▸ Labeled region records:
○ ○ ○ ○ ○
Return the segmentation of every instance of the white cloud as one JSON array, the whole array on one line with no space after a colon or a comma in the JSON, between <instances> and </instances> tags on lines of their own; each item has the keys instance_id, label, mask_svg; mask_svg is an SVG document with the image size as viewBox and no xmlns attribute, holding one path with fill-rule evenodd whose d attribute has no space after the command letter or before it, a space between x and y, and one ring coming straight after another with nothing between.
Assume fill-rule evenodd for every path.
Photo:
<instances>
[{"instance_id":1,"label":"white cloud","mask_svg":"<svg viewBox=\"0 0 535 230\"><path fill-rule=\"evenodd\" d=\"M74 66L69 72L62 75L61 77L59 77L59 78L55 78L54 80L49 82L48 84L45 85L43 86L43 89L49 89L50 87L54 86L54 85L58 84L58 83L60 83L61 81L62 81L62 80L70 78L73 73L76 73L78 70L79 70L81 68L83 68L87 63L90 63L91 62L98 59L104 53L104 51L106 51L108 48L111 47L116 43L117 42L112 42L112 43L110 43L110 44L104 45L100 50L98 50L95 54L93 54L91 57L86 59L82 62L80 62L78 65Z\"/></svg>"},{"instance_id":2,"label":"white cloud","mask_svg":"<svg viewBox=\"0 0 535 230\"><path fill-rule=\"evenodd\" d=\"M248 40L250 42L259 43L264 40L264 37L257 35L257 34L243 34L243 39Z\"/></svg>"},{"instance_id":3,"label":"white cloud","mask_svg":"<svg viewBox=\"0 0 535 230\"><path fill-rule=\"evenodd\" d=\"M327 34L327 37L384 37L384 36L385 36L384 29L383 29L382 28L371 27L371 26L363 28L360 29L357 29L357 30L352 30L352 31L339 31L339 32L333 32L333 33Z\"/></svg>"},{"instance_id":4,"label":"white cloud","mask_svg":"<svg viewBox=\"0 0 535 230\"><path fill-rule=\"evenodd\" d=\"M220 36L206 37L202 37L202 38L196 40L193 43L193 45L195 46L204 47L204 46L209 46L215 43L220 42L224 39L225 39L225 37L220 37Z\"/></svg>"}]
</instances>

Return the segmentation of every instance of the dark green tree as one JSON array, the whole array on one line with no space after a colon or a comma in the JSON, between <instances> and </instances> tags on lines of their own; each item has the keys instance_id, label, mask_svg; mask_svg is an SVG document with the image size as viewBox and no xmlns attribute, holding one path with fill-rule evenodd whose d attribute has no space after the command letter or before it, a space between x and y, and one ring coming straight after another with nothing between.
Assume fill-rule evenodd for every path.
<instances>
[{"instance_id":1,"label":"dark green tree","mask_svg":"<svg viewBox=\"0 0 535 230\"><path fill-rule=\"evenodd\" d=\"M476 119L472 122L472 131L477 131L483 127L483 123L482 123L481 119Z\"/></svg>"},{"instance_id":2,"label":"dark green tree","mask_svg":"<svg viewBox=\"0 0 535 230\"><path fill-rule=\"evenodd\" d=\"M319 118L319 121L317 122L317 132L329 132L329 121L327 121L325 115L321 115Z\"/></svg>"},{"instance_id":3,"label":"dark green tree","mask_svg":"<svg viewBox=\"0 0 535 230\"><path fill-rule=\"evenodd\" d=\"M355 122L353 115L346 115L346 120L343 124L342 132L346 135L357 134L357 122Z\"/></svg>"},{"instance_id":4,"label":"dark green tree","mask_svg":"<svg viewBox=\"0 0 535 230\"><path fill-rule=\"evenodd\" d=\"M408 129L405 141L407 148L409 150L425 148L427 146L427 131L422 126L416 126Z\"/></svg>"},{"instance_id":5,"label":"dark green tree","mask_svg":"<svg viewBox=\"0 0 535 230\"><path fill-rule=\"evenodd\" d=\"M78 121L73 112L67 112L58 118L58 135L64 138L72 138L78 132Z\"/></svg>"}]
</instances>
○ ○ ○ ○ ○
Set down the material above again, word for word.

▸ Final result:
Return the segmentation of every instance of the white cloud as one JSON array, the whole array on one line with no space after a colon or a comma in the JSON, between <instances> and </instances> tags on lines of their own; each item has the keys instance_id, label, mask_svg; mask_svg is an SVG document with the image size as viewBox and no xmlns attribute, holding one path with fill-rule evenodd whose d attribute has no space after the command letter or before it, a space between x and y, and one ring coming straight after another with nothing between.
Assume fill-rule evenodd for every path.
Photo:
<instances>
[{"instance_id":1,"label":"white cloud","mask_svg":"<svg viewBox=\"0 0 535 230\"><path fill-rule=\"evenodd\" d=\"M74 66L69 72L62 75L61 77L59 77L59 78L55 78L54 80L49 82L48 84L45 85L43 86L43 89L49 89L50 87L54 86L54 85L58 84L58 83L60 83L61 81L62 81L62 80L70 78L73 73L76 73L78 70L79 70L81 68L83 68L87 63L90 63L91 62L98 59L104 53L104 51L106 51L108 48L111 47L116 43L117 42L112 42L112 43L110 43L110 44L104 45L100 50L98 50L95 54L93 54L91 57L86 59L82 62L80 62L78 65Z\"/></svg>"},{"instance_id":2,"label":"white cloud","mask_svg":"<svg viewBox=\"0 0 535 230\"><path fill-rule=\"evenodd\" d=\"M248 40L250 42L259 43L264 40L264 37L257 35L257 34L243 34L243 39Z\"/></svg>"},{"instance_id":3,"label":"white cloud","mask_svg":"<svg viewBox=\"0 0 535 230\"><path fill-rule=\"evenodd\" d=\"M327 34L327 37L384 37L384 36L385 36L384 29L383 29L382 28L371 27L371 26L363 28L360 29L357 29L357 30L352 30L352 31L339 31L339 32L333 32L333 33Z\"/></svg>"},{"instance_id":4,"label":"white cloud","mask_svg":"<svg viewBox=\"0 0 535 230\"><path fill-rule=\"evenodd\" d=\"M220 36L206 37L202 37L202 38L196 40L193 43L193 45L195 46L204 47L204 46L209 46L215 43L220 42L224 39L225 39L225 37L220 37Z\"/></svg>"}]
</instances>

Return the segmentation of every instance of the dark green tree as one JSON array, the whole array on one line with no space after a colon or a comma in the JSON, between <instances> and </instances> tags on lines of their own; each item has the keys instance_id, label, mask_svg; mask_svg is an SVG document with the image size as viewBox and no xmlns attribute, holding one path with fill-rule evenodd whose d attribute has no space after the command letter or before it, a space between x and y, and one ring coming straight after another with nothing between.
Assume fill-rule evenodd for every path.
<instances>
[{"instance_id":1,"label":"dark green tree","mask_svg":"<svg viewBox=\"0 0 535 230\"><path fill-rule=\"evenodd\" d=\"M476 119L472 122L472 131L477 131L483 127L483 123L482 123L481 119Z\"/></svg>"},{"instance_id":2,"label":"dark green tree","mask_svg":"<svg viewBox=\"0 0 535 230\"><path fill-rule=\"evenodd\" d=\"M319 118L319 121L317 122L317 132L329 132L329 121L327 121L325 115L321 115Z\"/></svg>"},{"instance_id":3,"label":"dark green tree","mask_svg":"<svg viewBox=\"0 0 535 230\"><path fill-rule=\"evenodd\" d=\"M355 122L353 115L346 115L346 120L343 124L342 132L346 135L357 134L357 122Z\"/></svg>"},{"instance_id":4,"label":"dark green tree","mask_svg":"<svg viewBox=\"0 0 535 230\"><path fill-rule=\"evenodd\" d=\"M408 129L405 141L407 148L409 150L425 148L427 146L427 131L422 126L416 126Z\"/></svg>"},{"instance_id":5,"label":"dark green tree","mask_svg":"<svg viewBox=\"0 0 535 230\"><path fill-rule=\"evenodd\" d=\"M78 121L73 112L67 112L58 118L58 135L64 138L72 138L78 132Z\"/></svg>"}]
</instances>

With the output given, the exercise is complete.